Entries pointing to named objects
_ _ _ _
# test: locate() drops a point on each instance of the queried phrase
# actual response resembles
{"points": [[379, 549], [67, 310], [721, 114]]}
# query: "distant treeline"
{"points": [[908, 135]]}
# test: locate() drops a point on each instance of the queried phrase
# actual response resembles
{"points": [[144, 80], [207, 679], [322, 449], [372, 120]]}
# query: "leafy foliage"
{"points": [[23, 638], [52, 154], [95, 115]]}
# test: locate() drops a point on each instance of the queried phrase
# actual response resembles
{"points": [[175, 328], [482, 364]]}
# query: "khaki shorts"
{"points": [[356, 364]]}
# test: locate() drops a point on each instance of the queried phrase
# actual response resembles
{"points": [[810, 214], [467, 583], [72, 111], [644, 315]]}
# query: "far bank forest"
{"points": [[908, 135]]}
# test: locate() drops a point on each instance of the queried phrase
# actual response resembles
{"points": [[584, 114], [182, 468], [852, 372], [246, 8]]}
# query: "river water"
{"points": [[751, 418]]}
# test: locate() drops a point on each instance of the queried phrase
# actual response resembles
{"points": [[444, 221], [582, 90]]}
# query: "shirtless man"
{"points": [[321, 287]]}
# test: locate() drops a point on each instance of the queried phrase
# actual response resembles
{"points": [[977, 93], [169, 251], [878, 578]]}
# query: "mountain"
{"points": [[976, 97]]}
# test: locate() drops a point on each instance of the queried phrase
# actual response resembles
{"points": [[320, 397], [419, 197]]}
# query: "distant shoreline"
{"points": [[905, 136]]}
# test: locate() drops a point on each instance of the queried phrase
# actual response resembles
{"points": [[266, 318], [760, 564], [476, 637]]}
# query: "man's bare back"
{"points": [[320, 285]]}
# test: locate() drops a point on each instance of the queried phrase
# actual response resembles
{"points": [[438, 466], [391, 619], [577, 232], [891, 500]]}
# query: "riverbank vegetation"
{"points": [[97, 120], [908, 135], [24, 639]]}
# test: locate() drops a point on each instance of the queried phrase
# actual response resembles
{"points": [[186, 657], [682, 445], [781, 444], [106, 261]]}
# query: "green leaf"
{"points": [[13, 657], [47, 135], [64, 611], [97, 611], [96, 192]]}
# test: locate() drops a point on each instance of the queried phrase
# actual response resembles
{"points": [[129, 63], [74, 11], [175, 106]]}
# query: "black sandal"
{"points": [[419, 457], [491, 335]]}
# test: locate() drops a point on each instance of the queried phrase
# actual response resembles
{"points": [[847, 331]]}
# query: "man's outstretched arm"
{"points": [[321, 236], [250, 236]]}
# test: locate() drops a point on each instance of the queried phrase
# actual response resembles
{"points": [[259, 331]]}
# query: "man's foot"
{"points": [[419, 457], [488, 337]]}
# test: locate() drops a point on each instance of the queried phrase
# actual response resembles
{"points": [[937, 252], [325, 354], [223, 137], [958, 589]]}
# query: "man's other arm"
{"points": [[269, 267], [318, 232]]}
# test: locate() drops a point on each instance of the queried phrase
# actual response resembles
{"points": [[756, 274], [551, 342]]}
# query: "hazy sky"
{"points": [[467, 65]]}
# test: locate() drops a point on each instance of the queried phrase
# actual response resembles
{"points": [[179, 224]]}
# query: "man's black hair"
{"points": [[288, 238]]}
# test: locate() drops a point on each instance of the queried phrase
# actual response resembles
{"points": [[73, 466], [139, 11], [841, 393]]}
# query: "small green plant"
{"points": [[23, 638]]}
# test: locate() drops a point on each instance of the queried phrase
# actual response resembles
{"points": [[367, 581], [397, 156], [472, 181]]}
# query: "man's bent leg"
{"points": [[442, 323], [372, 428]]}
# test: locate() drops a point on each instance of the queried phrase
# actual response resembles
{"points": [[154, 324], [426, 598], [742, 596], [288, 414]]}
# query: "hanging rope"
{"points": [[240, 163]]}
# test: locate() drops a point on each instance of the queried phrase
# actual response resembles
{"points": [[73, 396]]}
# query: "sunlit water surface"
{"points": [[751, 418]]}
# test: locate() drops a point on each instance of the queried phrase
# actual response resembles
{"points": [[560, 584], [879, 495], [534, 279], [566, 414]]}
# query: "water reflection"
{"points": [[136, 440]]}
_ _ _ _
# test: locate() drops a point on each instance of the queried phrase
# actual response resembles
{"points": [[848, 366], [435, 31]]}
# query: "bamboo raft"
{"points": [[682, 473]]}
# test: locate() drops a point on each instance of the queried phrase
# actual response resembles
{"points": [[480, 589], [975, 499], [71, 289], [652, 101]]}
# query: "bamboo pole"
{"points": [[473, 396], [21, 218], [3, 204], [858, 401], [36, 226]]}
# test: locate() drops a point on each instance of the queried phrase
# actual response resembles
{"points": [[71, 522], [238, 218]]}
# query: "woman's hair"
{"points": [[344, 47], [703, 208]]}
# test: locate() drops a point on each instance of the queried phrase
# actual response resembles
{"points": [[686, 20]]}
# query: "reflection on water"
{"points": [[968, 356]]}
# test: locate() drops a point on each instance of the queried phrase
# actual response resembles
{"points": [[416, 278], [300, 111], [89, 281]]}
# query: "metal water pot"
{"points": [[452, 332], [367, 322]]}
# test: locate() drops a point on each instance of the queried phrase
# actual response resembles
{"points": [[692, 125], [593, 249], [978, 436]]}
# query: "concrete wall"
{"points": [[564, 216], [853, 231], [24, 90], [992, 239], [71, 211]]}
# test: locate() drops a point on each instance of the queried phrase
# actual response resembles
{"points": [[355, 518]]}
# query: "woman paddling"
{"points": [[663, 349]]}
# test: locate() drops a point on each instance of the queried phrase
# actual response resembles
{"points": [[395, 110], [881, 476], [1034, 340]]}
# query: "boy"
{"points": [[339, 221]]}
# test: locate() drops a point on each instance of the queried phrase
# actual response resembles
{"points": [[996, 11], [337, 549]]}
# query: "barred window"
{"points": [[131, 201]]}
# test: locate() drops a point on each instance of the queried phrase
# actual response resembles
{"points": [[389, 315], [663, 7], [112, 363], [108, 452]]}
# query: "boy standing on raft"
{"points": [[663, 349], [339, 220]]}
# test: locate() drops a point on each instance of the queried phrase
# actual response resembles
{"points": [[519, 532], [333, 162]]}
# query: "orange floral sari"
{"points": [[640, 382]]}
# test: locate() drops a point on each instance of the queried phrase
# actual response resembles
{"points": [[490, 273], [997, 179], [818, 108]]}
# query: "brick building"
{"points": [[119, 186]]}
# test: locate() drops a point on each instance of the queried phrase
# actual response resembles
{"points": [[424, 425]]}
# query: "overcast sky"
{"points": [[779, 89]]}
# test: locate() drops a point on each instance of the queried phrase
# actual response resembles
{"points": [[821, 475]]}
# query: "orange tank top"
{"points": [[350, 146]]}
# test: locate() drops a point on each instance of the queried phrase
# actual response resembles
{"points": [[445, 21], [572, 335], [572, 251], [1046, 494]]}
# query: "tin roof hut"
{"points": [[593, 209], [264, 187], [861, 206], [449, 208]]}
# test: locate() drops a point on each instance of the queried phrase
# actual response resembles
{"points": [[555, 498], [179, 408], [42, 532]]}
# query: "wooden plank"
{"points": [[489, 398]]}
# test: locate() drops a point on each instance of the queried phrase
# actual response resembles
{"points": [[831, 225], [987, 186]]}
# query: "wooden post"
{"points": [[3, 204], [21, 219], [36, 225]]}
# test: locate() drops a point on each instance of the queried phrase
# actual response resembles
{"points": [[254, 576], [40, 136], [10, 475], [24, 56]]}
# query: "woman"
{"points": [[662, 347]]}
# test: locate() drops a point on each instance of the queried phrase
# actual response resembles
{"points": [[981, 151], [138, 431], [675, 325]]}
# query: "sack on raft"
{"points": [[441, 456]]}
_ _ _ _
● Your goal
How many lines of the material above contain the string "green", with case counting? Reply with the number alone.

● Written reply
2